RECORDED INFORMATION:
- - - - -
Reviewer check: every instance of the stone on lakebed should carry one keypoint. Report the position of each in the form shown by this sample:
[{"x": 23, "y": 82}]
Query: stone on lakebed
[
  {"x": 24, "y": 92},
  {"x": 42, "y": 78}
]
- - - - -
TO DO: Could you reproduce every record above exactly as it appears?

TASK RESPONSE:
Reviewer check: every instance of the stone on lakebed should carry one keypoint. Report the position of each in the form shown by this sample:
[{"x": 23, "y": 82}]
Query: stone on lakebed
[
  {"x": 24, "y": 92},
  {"x": 42, "y": 78}
]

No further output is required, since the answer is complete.